Kevin Horlock

Personal information
- Date of birth: 1 November 1972 (age 53)
- Place of birth: Erith, England
- Height: 6 ft 0 in (1.83 m)
- Position: Midfielder

Team information
- Current team: Canvey Island (manager)

Youth career
- 1989–1991: West Ham United

Senior career*
- Years: Team / Apps / (Gls)
- 1991–1992: West Ham United / 0 / (0)
- 1992–1997: Swindon Town / 164 / (22)
- 1997–2003: Manchester City / 206 / (39)
- 2003–2004: West Ham United / 27 / (1)
- 2004–2006: Ipswich Town / 58 / (0)
- 2006: → Doncaster Rovers (loan) / 13 / (0)
- 2006–2008: Doncaster Rovers / 2 / (1)
- 2008: Scunthorpe United / 0 / (0)
- 2008: → Mansfield Town (loan) / 5 / (0)
- 2008–2015: Needham Market / 16 / (1)
- Total:  / 491 / (64)

International career
- 1995–2002: Northern Ireland / 32 / (0)

Managerial career
- 2015–2016: Chatham Town
- 2016–2018: Maldon & Tiptree
- 2020–2025: Needham Market
- 2025–2026: Maldon & Tiptree
- 2026–: Canvey Island

= Kevin Horlock =

Footballer (born 1972)

Kevin Horlock (born 1 November 1972) is a football manager and former professional footballer. He is the manager of Canvey Island.

As a player he was a midfielder who notably played for Manchester City, for whom he played in three different divisions including the Premier League. He also played for Swindon Town, West Ham United, Ipswich Town, Doncaster Rovers and Mansfield Town. Horlock was well known for his accurate set pieces and is particularly skilled at taking free kicks. Born in England, Horlock was a Northern Ireland international, earning 32 caps.

As a manager he has previously coached non-league teams Chatham Town and Maldon & Tiptree. He has also coached at youth team level for Colchester United.

==Club career==
===Swindon Town===
Horlock started his career as a trainee with West Ham United in 1989 but did not graduate to the first team and moved to Swindon Town in August 1992 where he spent a single season in the Premier League in 1993–94. Over the next few seasons he made his name as a versatile midfielder capable of playing on the left or in the centre, or at left-back. He also scored goals regularly, with 16 in the 1995–96 season. He made 200 appearances in all competitions, scoring 26 goals, in five seasons at Swindon before joining Manchester City in January 1997.

===Manchester City===
Horlock was Frank Clark's first signing for Manchester City for a transfer fee reported as being between £1.25 million and £1.5 million. He made his debut in a 4–1 Division One win against Oxford United and scored his first goal for Manchester City three weeks later against his former club Swindon. The following season, he was a regular in the first team until suffering an injury which sidelined him for four months. During Horlock's absence, Clark was sacked and chairman Francis Lee later observed that Horlock was one of only two good purchases Clark made. City were struggling at the foot of the table, and were relegated on the final day of the season despite a 5–2 win at Stoke City, in which Horlock scored the fifth goal. Horlock became Manchester City's primary penalty taker in the 1998–99 season, a role in which he continued for the next three seasons. Later that season Horlock was sent off in a match against AFC Bournemouth in unusual circumstances, receiving a second yellow card for "walking towards the referee in an aggressive manner while asking a question". Horlock's best season was probably the 2001–02 season where he was deployed in the holding midfield role and helped Manchester City earn promotion in stylish manner, the team scoring 108 goals. One of the most notable moments of his career was the 1999 season play-off final against Gillingham when he scored the first goal of the comeback when Manchester City won on penalties after being 2–0 down until the last five minutes of the game. Horlock wore the number 6 shirt Horlock made 232 league and cup appearances, scoring 44 goals, in seven years at Manchester City.

Given problem 1
In the article on Kevin Horlock, who was the Manchester City manager for whom Horlock was the first signing?
Given problem 2
Please extend the article on Kevin Horlock beyond its last sentence.

Data
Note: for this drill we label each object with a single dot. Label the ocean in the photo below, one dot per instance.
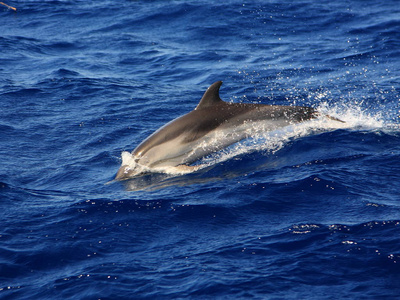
(311, 211)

Reply 1
Frank Clark

Reply 2
===Later career===
Horlock was signed by Glenn Roeder for West Ham United for a fee of £300,000 in August 2003. He made 27 league appearances for West Ham in the 2003–04 season and scored once against Wigan but fell out of favour with manager Alan Pardew and missed the play-offs games at the end of the season. He was given a free transfer to Ipswich Town in July 2004, where he made 58 league appearances before joining Doncaster Rovers on loan in February 2006 and being allowed to leave Ipswich at the end of the 2005–06 season. He joined Doncaster on a permanent two-year contract in May 2006 but missed the majority of the 2006–07 season due to a serious knee injury sustained in Doncaster's 3–1 victory over Crewe Alexandra in August 2006, a game in which he also scored his first goal for the club. A dislocated shoulder further restricted his opportunities, and in January 2008 his contract was cancelled by mutual consent. The next day, Horlock was signed by Scunthorpe United on a contract until the end of the season. However, he did not feature in the first team and joined Mansfield Town in March 2008 on loan until the end of the 2007–08 season.
Horlock signed for Eastern Counties League Premier Division side Needham Market as player/assistant manager on a twelve-month contract on 8 August 2008.

==International career==
Horlock was first capped in April 1995 versus Latvia and went on to make 32 appearances for Northern Ireland, before retiring from international football in 2003 for personal reasons. In August 2013 Horlock was appointed assistant manager of the Northern Ireland under 21 team.

==Managerial career==
Horlock progressed through the coaching ranks at his former club Needham Market, where he had been assistant manager and had set up the club's academy in 2010. He left in 2015 when he was appointed as manager of Isthmian League Division One South side Chatham Town on 15 October 2015. Horlock combined both his Needham Market and Chatham Town roles with the assistant manager's job to the Northern Ireland under-21 team, a position he was appointed to in August 2013.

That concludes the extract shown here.